----- Vorliegender Auszug
Gericht: Verwaltungsgerichtshof Baden-Württemberg
Beschluss verkündet am 19.11.2004
Aktenzeichen: 6 S 2544/04
Rechtsgebiete: GKG 2004, GastG, VwGO


Vorschriften:

GKG 2004 § 52 Abs. 1
GKG 2004 § 53 Abs. 3
GastG § 15 Abs. 2
GastG § 15 Abs. 3
VwGO § 80 Abs. 5
Im Verfahren des vorläufigen Rechtschutzes gegen den für sofort vollziehbar erklärten Widerruf einer Gaststättenerlaubnis beträgt der Streitwert regelmäßig 1/2 des für das Hauptsacheverfahren anzunehmenden Wertes (Aufgabe der bisherigen Rechtsprechung; vgl. VGH Bad.-Württ., Beschluss vom 25.10.1999 - 14 S 2510/99 -, GewArch 2000, 84).
VERWALTUNGSGERICHTSHOF BADEN-WÜRTTEMBERG Beschluss

6 S 2544/04

In der Verwaltungsrechtssache

wegen Widerruf der Gaststättenerlaubnis

hier: Antrag nach § 80 Abs. 5 VwGO

hat der 6. Senat des Verwaltungsgerichtshofs Baden-Württemberg durch den Vorsitzenden Richter am Verwaltungsgerichtshof Dr. Schwäble und die Richter am Verwaltungsgerichtshof Noé und Pfaundler

am 19. November 2004

beschlossen:

Tenor:

Auf die Beschwerde der Antragstellerin wird der Beschluss des Verwaltungsgerichts Stuttgart vom 6. Oktober 2004 - 10 K 3170/04 - geändert.

Die aufschiebende Wirkung des Widerspruchs der Antragstellerin gegen den Bescheid der Antragsgegnerin vom 26.07.2004 wird wiederhergestellt bzw. angeordnet.

Die Antragsgegnerin trägt die Kosten des Verfahrens in beiden Rechtszügen.

Der Streitwert für das Beschwerdeverfahren wird auf 7.500,-- EUR festgesetzt.

Gründe:

Die zulässige Beschwerde hat in der Sache Erfolg.

Unter Berücksichtigung des Vorbringens der Antragstellerin im Beschwerdeverfahren (§ 146 Abs. 4 Satz 3 und 6 VwGO) geht der Senat - anders als das Verwaltungsgericht - davon aus, dass zum derzeitigen, wegen des noch ausstehenden Widerspruchsbescheids für die Entscheidung maßgeblichen Zeitpunkt die rechtlichen Voraussetzungen für einen Sofortvollzug des angefochtenen Bescheids der Antragsgegnerin nicht vorliegen, in dem die der Antragstellerin erteilte Gaststättenerlaubnis widerrufen, eine Frist zur Schließung der Gaststätte gesetzt und für den Fall der Fristversäumnis die zwangsweise Schließung der Gaststätte angedroht worden war. Denn die Frage nach der Rechtmäßigkeit der im Bescheid getroffenen Maßnahmen, insbesondere des Widerrufs der Gaststättenerlaubnis, lässt sich aufgrund der zur Verfügung stehenden, insgesamt nur lückenhaften Erkenntnisse derzeit nicht abschließend beurteilen. Eine hinreichend sichere Prognose über die Erfolgsaussichten des hiergegen eingelegten Rechtsmittels kann deshalb nicht getroffen werden. Bei Abwägung der gegenseitigen Interessen ist ein besonderes öffentliche Interesse an der alsbaldigen Schließung der Gaststätte danach gegenwärtig zu verneinen, zumal angesichts der Zweifel am Vorliegen des der Antragstellerin vorgeworfenen Fehlverhaltens auch wenig wahrscheinlich ist, dass diese bis zum Abschluss des Rechtsmittelverfahrens erneut in der ihr zur Last gelegten Form gegen gaststättenrechtliche Bestimmungen verstoßen würde.
----------
Aufgabenstellung | Übernehmen Sie aus dem Gerichtsbeschluss wortgetreu den Abschnitt von „Auf die Beschwerde“ bis einschließlich „der Sache Erfolg.“.
----- Datenblock
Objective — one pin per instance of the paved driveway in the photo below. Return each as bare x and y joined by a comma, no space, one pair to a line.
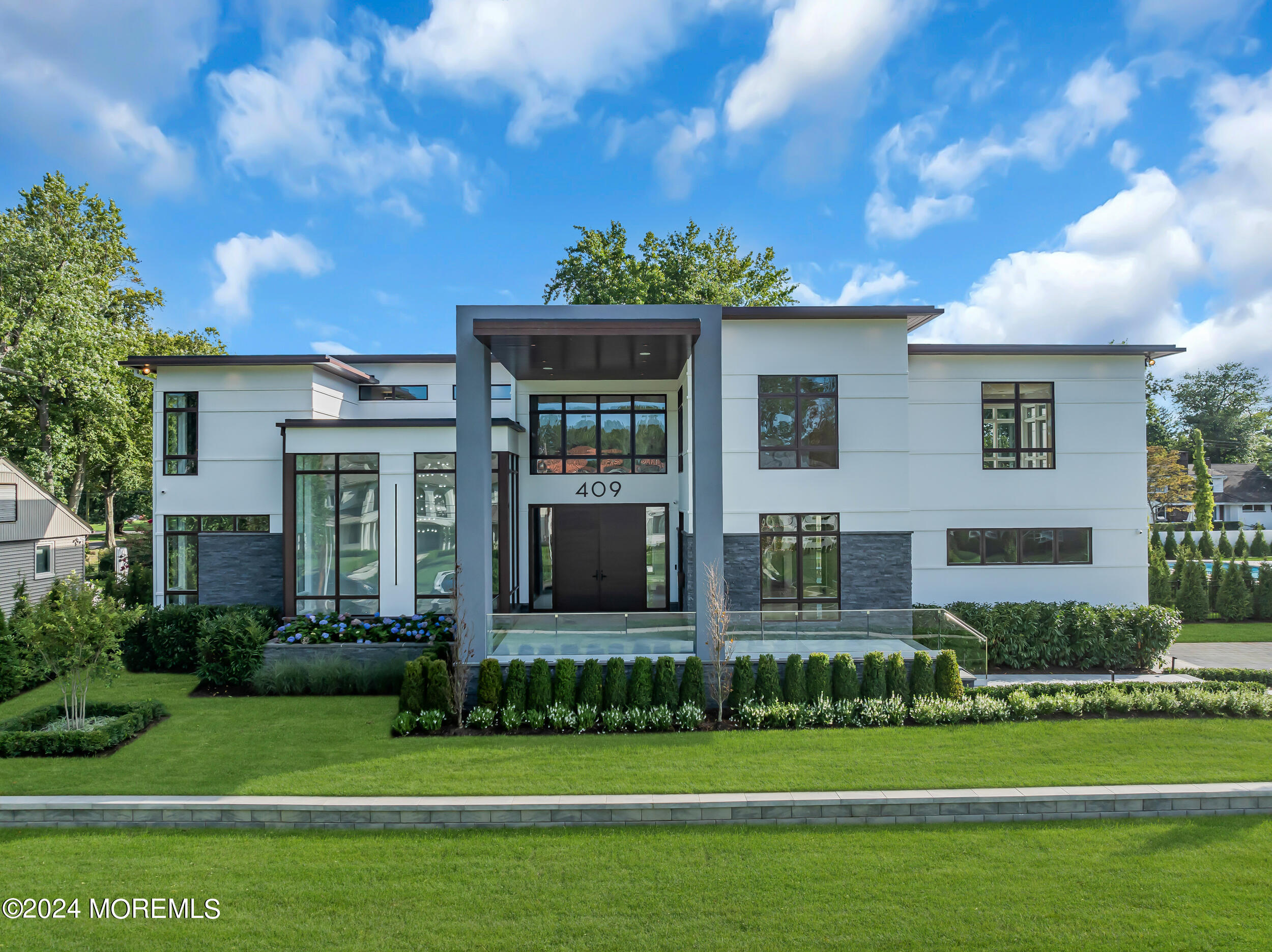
1225,653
----------
Lösung der Aufgabe |
Auf die Beschwerde der Antragstellerin wird der Beschluss des Verwaltungsgerichts Stuttgart vom 6. Oktober 2004 - 10 K 3170/04 - geändert.

Die aufschiebende Wirkung des Widerspruchs der Antragstellerin gegen den Bescheid der Antragsgegnerin vom 26.07.2004 wird wiederhergestellt bzw. angeordnet.

Die Antragsgegnerin trägt die Kosten des Verfahrens in beiden Rechtszügen.

Der Streitwert für das Beschwerdeverfahren wird auf 7.500,-- EUR festgesetzt.

Gründe:

Die zulässige Beschwerde hat in der Sache Erfolg.